• What you will do
In the material below, find each line with the word "glove" and copy it.

• Source information

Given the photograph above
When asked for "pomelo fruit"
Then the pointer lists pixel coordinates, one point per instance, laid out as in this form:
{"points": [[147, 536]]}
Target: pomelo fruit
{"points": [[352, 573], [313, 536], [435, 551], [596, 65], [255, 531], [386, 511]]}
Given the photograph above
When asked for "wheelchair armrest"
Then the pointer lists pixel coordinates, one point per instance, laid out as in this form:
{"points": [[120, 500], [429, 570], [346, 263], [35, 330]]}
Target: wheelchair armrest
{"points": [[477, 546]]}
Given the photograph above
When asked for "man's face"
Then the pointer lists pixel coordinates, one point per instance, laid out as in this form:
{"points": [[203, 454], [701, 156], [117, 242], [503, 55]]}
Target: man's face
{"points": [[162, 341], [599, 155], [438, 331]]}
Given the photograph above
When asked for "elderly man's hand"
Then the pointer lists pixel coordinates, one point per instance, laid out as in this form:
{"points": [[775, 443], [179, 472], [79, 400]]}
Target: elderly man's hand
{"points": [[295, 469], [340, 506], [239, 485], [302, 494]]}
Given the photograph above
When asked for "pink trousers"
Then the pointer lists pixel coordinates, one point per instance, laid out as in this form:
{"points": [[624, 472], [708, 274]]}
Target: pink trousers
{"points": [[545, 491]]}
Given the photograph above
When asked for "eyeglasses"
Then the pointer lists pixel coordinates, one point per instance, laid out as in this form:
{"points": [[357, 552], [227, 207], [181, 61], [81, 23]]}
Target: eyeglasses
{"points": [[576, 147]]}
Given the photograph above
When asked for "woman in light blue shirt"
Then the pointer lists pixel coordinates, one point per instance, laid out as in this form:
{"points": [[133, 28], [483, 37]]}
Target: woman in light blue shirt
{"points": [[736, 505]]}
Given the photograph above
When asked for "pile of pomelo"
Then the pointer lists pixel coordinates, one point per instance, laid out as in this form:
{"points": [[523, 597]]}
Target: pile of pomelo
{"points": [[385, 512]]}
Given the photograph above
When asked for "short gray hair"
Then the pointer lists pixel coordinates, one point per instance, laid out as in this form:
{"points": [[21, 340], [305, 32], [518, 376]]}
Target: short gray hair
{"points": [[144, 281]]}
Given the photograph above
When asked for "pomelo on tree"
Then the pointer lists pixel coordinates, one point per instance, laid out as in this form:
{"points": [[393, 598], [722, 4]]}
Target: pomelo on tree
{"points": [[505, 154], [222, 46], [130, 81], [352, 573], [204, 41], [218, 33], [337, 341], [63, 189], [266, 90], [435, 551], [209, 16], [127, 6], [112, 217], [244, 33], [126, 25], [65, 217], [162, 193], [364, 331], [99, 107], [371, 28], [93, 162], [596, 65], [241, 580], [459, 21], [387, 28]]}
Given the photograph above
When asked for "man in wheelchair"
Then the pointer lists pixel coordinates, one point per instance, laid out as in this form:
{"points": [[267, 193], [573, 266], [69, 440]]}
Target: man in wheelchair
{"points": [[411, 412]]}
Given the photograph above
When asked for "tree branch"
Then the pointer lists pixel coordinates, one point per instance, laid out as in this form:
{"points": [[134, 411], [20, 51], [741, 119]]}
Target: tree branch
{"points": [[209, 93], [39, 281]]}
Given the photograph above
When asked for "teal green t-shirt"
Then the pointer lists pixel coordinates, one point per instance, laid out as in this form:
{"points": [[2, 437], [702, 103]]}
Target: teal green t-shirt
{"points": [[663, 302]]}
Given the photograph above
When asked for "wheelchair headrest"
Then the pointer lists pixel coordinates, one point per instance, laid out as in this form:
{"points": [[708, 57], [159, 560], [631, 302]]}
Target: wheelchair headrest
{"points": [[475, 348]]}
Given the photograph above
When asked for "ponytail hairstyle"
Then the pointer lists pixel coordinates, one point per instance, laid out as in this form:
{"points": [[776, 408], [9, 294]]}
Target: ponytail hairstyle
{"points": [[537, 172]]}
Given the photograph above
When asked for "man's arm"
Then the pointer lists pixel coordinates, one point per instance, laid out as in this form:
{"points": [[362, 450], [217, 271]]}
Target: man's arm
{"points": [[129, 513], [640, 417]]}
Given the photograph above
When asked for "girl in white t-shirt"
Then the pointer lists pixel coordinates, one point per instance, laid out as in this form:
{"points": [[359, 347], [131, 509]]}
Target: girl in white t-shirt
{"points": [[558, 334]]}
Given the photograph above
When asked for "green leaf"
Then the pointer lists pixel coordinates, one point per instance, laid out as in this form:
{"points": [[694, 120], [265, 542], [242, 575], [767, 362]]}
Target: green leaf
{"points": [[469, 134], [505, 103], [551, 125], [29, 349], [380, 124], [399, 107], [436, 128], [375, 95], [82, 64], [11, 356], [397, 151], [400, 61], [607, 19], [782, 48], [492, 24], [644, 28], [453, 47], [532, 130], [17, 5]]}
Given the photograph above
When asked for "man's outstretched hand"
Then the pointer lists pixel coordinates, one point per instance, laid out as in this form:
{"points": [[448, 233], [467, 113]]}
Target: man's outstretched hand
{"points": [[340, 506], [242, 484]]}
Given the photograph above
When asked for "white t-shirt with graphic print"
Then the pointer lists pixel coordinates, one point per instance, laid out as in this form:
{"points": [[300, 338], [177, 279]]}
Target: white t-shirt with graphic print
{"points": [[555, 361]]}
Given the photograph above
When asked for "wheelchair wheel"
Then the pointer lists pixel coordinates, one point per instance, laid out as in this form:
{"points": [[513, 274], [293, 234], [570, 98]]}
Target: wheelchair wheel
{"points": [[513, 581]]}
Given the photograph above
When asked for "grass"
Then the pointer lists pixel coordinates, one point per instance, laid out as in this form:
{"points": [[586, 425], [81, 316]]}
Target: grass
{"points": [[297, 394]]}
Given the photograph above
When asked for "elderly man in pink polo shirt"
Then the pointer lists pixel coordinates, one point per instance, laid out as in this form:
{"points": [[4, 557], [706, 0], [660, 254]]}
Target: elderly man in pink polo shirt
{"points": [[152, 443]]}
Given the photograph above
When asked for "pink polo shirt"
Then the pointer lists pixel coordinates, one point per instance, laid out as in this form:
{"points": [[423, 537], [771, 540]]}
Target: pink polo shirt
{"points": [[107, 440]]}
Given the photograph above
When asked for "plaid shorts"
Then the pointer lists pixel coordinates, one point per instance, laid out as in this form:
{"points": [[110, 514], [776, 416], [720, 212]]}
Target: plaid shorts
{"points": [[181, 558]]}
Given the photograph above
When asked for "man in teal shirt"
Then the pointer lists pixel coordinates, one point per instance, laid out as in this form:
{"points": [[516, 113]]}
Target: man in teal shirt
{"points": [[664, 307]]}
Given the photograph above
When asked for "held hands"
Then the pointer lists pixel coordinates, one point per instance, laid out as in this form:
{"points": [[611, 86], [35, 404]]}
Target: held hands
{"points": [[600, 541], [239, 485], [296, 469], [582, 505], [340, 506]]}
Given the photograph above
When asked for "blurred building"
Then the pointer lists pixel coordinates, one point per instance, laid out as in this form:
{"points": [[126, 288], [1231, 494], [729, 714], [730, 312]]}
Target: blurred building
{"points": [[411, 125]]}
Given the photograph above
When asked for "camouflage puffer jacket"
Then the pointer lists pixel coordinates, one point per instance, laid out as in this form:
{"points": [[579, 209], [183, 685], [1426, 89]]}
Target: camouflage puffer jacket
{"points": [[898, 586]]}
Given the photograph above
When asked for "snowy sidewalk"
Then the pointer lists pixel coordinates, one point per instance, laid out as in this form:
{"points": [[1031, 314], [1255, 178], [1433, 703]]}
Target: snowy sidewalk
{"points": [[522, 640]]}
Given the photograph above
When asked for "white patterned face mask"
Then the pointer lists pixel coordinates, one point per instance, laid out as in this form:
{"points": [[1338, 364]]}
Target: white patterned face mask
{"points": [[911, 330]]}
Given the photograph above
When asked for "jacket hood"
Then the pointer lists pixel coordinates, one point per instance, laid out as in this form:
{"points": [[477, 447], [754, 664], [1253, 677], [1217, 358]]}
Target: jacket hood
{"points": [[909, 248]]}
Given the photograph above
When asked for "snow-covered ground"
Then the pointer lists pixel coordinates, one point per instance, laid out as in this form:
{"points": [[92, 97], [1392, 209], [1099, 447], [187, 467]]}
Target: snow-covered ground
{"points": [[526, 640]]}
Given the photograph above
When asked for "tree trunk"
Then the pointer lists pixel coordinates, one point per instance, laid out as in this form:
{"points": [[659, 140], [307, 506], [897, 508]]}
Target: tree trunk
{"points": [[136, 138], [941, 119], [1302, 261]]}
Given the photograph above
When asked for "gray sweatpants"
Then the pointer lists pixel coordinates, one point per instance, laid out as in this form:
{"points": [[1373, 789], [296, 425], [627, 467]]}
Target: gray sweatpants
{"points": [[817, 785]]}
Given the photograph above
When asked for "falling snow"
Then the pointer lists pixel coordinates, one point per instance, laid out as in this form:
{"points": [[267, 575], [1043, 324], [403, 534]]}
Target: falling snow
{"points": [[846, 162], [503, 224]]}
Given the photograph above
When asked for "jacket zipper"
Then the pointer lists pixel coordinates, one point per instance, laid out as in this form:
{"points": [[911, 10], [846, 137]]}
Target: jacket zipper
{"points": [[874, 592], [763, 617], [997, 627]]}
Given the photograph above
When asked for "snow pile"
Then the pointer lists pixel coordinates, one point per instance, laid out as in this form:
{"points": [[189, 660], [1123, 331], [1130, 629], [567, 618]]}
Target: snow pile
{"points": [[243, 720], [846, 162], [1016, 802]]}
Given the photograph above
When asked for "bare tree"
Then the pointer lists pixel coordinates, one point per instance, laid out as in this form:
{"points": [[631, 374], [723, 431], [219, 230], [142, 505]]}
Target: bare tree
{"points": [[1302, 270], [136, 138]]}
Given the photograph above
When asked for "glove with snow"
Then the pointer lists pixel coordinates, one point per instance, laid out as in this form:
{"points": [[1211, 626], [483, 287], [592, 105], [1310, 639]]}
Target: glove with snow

• Result of this task
When asked for "glove with snow"
Target: glove with snow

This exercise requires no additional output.